— WORK INSTRUCTIONS —
Without the pictures, set down every line of the data exactly.

— RECORDS FOR THIS TASK —
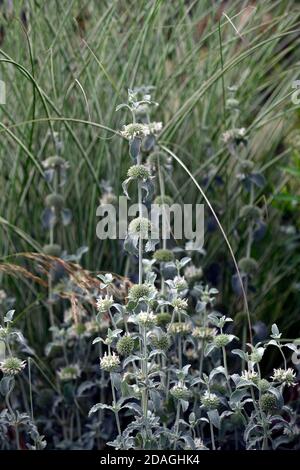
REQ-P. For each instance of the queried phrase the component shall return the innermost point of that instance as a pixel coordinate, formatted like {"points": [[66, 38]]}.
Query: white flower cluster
{"points": [[12, 365], [284, 376], [109, 362], [104, 303], [140, 130], [249, 375], [146, 319]]}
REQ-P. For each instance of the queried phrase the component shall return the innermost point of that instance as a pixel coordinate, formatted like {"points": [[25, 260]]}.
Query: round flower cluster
{"points": [[138, 172], [250, 375], [12, 365], [204, 332], [210, 400], [180, 328], [160, 200], [163, 256], [163, 318], [180, 392], [161, 341], [125, 345], [146, 319], [180, 304], [104, 303], [234, 135], [179, 283], [140, 226], [141, 291], [284, 376], [109, 362], [130, 131], [155, 127], [268, 402], [70, 372], [3, 333], [263, 385], [108, 198], [193, 274], [221, 340]]}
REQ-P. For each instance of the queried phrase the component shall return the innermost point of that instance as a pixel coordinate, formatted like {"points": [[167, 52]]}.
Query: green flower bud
{"points": [[163, 256], [141, 291], [268, 402], [161, 341], [180, 392], [221, 340], [163, 318], [263, 385], [138, 172], [210, 401], [160, 200], [125, 345]]}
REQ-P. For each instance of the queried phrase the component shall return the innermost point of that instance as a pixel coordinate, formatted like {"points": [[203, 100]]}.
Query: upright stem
{"points": [[212, 435], [226, 369], [177, 423], [140, 203], [114, 400]]}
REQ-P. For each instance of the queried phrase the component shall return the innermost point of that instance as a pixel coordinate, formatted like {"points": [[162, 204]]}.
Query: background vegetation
{"points": [[68, 64]]}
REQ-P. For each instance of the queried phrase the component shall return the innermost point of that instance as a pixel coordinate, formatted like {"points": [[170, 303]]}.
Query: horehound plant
{"points": [[25, 432], [170, 354]]}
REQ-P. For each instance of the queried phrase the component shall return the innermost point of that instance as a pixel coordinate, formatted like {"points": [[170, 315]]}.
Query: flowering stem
{"points": [[145, 373], [114, 399], [140, 215], [226, 369], [177, 423], [212, 435]]}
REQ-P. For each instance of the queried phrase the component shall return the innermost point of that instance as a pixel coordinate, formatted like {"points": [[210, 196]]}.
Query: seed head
{"points": [[141, 291], [180, 392], [160, 200], [70, 372], [210, 400], [284, 376], [146, 319], [180, 283], [104, 303], [180, 304], [263, 385], [160, 341], [130, 131], [268, 402], [163, 318], [204, 333], [109, 362], [12, 365], [141, 226], [139, 172], [125, 345], [163, 256], [180, 328], [221, 340]]}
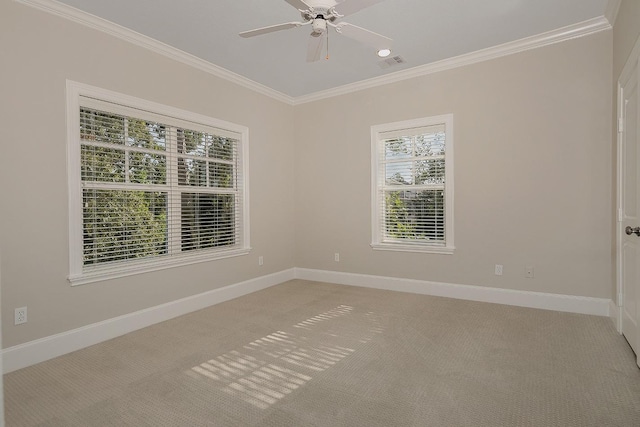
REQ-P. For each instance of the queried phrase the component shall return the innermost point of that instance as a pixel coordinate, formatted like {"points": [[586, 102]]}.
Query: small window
{"points": [[412, 185], [151, 186]]}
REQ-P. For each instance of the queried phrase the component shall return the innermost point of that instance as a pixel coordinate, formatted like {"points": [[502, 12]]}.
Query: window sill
{"points": [[98, 274], [443, 250]]}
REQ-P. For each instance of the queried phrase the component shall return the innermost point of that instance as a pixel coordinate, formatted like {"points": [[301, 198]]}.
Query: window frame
{"points": [[80, 274], [378, 182]]}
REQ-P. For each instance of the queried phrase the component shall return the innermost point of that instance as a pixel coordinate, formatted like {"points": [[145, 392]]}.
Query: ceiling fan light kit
{"points": [[322, 13]]}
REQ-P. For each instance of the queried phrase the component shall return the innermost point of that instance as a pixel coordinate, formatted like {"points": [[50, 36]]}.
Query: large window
{"points": [[412, 185], [151, 186]]}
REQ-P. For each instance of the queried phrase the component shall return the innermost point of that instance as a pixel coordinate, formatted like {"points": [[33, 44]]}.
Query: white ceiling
{"points": [[423, 32]]}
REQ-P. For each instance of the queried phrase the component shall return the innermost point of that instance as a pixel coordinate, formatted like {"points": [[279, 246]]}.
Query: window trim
{"points": [[77, 274], [377, 181]]}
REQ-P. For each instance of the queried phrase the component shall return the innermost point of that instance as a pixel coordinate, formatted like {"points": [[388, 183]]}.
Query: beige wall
{"points": [[532, 172], [625, 33], [39, 52]]}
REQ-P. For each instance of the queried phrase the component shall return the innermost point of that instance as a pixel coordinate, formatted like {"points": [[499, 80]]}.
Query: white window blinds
{"points": [[412, 188], [156, 191]]}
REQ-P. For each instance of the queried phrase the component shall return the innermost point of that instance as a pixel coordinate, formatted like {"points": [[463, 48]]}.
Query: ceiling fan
{"points": [[321, 14]]}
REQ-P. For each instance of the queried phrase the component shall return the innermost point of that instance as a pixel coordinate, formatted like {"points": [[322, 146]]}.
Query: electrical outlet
{"points": [[528, 272], [20, 316]]}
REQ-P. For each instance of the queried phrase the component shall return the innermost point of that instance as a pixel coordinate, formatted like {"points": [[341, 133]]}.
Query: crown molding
{"points": [[65, 11], [581, 29], [562, 34], [611, 13]]}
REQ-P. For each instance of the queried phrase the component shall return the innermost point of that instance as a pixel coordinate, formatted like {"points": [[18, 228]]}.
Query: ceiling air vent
{"points": [[394, 60]]}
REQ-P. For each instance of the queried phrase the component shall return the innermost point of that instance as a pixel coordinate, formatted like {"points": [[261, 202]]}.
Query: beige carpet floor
{"points": [[316, 354]]}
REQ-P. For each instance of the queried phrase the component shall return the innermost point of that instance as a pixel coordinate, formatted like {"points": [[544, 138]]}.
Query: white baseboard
{"points": [[567, 303], [30, 353], [616, 315]]}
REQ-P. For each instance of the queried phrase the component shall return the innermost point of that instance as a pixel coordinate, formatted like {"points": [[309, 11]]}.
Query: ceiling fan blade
{"points": [[270, 29], [298, 4], [316, 45], [364, 36], [347, 7]]}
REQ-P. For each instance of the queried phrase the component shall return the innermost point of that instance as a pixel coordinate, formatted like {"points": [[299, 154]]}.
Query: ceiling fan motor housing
{"points": [[319, 25]]}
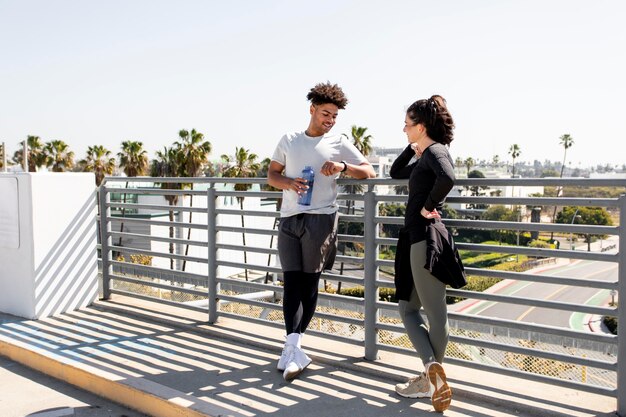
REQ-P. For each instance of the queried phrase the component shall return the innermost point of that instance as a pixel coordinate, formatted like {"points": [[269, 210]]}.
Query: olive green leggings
{"points": [[430, 340]]}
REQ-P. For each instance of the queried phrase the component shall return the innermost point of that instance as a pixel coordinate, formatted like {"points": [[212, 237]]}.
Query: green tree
{"points": [[567, 142], [168, 163], [133, 160], [595, 216], [515, 151], [99, 161], [58, 156], [476, 190], [501, 213], [194, 156], [242, 165], [36, 155]]}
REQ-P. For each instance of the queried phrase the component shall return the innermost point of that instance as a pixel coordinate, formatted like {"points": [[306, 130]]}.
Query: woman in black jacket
{"points": [[428, 126]]}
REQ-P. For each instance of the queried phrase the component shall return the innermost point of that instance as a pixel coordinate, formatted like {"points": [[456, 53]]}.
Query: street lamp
{"points": [[571, 234]]}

— COMPLETE RESPONSE —
REQ-P. For each instance of the queried phrase the component shall return the innermost point of that instance as a pixel coordinate, formatted like {"points": [[66, 38]]}.
Query: white flower cluster
{"points": [[12, 365], [284, 376], [109, 362], [104, 303], [140, 130], [249, 375], [146, 319]]}
REQ-P. For each instance of the queried phrase the component shall return the innermost point of that instance as a pixel coordinate, formatted like {"points": [[25, 260]]}.
Query: round flower cluster
{"points": [[138, 172], [250, 375], [12, 365], [204, 332], [210, 400], [180, 328], [160, 200], [163, 256], [163, 318], [180, 392], [161, 341], [125, 345], [146, 319], [180, 304], [104, 303], [234, 135], [179, 283], [140, 226], [141, 291], [284, 376], [109, 362], [130, 131], [155, 127], [268, 402], [70, 372], [3, 333], [263, 385], [108, 198], [193, 274], [221, 340]]}
REQ-P. For each instance of the queried phrase the component shall return the innermost point of that instance as a pixel coordinate, formatted like {"points": [[167, 52]]}.
Query: green flower bud
{"points": [[163, 256], [141, 291], [268, 402], [161, 341], [180, 392], [221, 340], [163, 318], [263, 385], [138, 172], [210, 401], [160, 200], [125, 345]]}
REQ-P. For each instance of the queried phrase the component shall return the innermost point of that instance as a pixel coordinate, formatted like {"points": [[203, 100]]}.
Query: upright stem
{"points": [[212, 435], [226, 369], [177, 423], [140, 203], [114, 400]]}
REQ-P. For each instance of the queried phrase the component shall return the innermost point of that instance as a pixel coordinate, formatted like {"points": [[162, 204]]}.
Query: background vegetation
{"points": [[68, 64]]}
REQ-P. For each instance of the queried phrase the component shall return the innermost point of that instance as a pixel coordinate, formatted like {"points": [[170, 303]]}.
Query: horehound plant
{"points": [[25, 432], [170, 354]]}
REQ-P. For each instance of the queried phrase the component shall return the innermost point of that instance as a pixel coordinate, formatted like {"points": [[170, 315]]}.
Query: flowering stem
{"points": [[145, 373], [114, 399], [140, 215], [226, 369], [177, 423], [212, 435]]}
REQ-P. For each instance of the queried phrase the component shall return the innermost point of that instance as a pixel coordinate, formatted like {"points": [[210, 196]]}.
Query: seed head
{"points": [[141, 291], [180, 392], [160, 200], [70, 372], [210, 400], [284, 376], [146, 319], [180, 283], [104, 303], [180, 304], [263, 385], [160, 341], [130, 131], [268, 402], [163, 318], [204, 333], [109, 362], [12, 365], [141, 226], [139, 172], [125, 345], [163, 256], [180, 328], [221, 340]]}
REQ-P. For each instance of the queried phrase the component shall return the innermost point of that instance as a pixel coordinate, formatted like {"points": [[586, 102]]}.
Query: small window
{"points": [[412, 185], [151, 186]]}
REQ-P. For each instance of the queried phrase the component shall return the innermost point of that instance as a pixel coordinate, formatted like {"points": [[502, 12]]}.
Query: window sill
{"points": [[98, 274], [443, 250]]}
REQ-P. For each instance of the queried phrase the component shall return the innermost point of that instance as a pixel coordinate, formatted like {"points": [[301, 198]]}.
Query: window frame
{"points": [[80, 274], [378, 182]]}
REQ-P. For each instance of the queried phrase the component shall return the innermost point of that instance as a pixel coordinate, formatted like {"points": [[145, 392]]}.
Query: ceiling fan light kit
{"points": [[322, 13]]}
REQ-P. For each instance of the queried phrase the component shall return the innermost point of that instance as a pixel coordinate, formatted like {"points": [[50, 36]]}.
Query: large window
{"points": [[412, 185], [151, 186]]}
REQ-P. For each instance of the queried phrase the component shall return the innermost point of that instance as a pixel coordinate, formatted like {"points": [[33, 44]]}.
Query: white ceiling
{"points": [[423, 32]]}
REQ-P. For each instance of the queried phrase the component shall return the innermost point of that instance as a pixel coordinate, formatted like {"points": [[279, 246]]}.
Query: window trim
{"points": [[77, 274], [377, 181]]}
REQ-P. For each instance of the queried phrase the component shall return the innermost point of that instance as a pixel coordinate, formatted like {"points": [[388, 183]]}.
Query: beige wall
{"points": [[532, 172], [625, 33], [39, 52]]}
REQ-P. For each instance of the queried phrase the component shall return the innermost point of that instance as a pixel coordinate, formatted like {"points": [[499, 80]]}.
Query: white window blinds
{"points": [[412, 188], [156, 191]]}
REQ-P. For each instance of the queried phrase the component shall return the innermost point of that instance as a pixel coordinate, formatted like {"points": [[463, 48]]}.
Query: ceiling fan
{"points": [[321, 14]]}
REQ-P. For each instance of the queried phrase the component shall return the innermost point of that instance as a pixel coordinate, formatted like {"points": [[322, 146]]}.
Query: electrical outlet
{"points": [[528, 272], [20, 316]]}
REQ-P. For each instance of the queried phrase the component shall return the innermost point of that instance as a pixel coordinate, formatted like {"points": [[341, 133]]}.
Query: crown molding
{"points": [[65, 11], [581, 29], [562, 34], [611, 13]]}
REQ-P. For each instance of the queried phrase the component shall return the innermost point of that instance as a pixel coordinate, formatted like {"points": [[18, 228]]}.
Query: ceiling air vent
{"points": [[394, 60]]}
REQ-P. For each instance of the queried phrase the component shall return the innermost point of that instance as a pixel coordinate, formatted like {"points": [[261, 202]]}.
Query: beige carpet floor
{"points": [[316, 354]]}
REQ-P. For each instance of the queried phrase the component shall return the innermost point of that instance as a pixel coordinate, formatted like {"points": [[544, 138]]}.
Query: white baseboard
{"points": [[567, 303], [30, 353], [616, 315]]}
REQ-P. For each instance of the queried phrase the component shall return the innermost point of that instance as a pixel coordinate, formatted like {"points": [[309, 11]]}.
Query: ceiling fan blade
{"points": [[270, 29], [298, 4], [316, 45], [364, 36], [347, 7]]}
REQ-P. For each instance of the queried phrase the component shall return the innermost point of that instance as a pixel coordinate, formatted like {"points": [[299, 154]]}.
Query: ceiling fan motor housing
{"points": [[319, 25]]}
REQ-P. For each instance of the queried phrase the component shall return the innermost point of that instance as a pixel coordinate, formatted like {"points": [[269, 210]]}.
Query: olive green leggings
{"points": [[430, 340]]}
REQ-P. For each instance of the queried phrase the component shall return the innermost point of that instance as a pixel coordinate, formatted like {"points": [[212, 237]]}.
Query: green tree
{"points": [[567, 142], [168, 163], [133, 160], [595, 216], [515, 151], [99, 161], [58, 156], [476, 190], [501, 213], [194, 156], [242, 165], [36, 155]]}
REQ-P. For each instance of the queried phrase the component shall return the innermost point of that instance as a pixel coordinate, formatted like {"points": [[306, 130]]}.
Query: woman in black jacket
{"points": [[428, 126]]}
REQ-P. For each instance of the queried phrase the component shall return the innermost point of that instance as a pixel coordinate, formatted like {"points": [[456, 53]]}.
Query: street lamp
{"points": [[571, 234]]}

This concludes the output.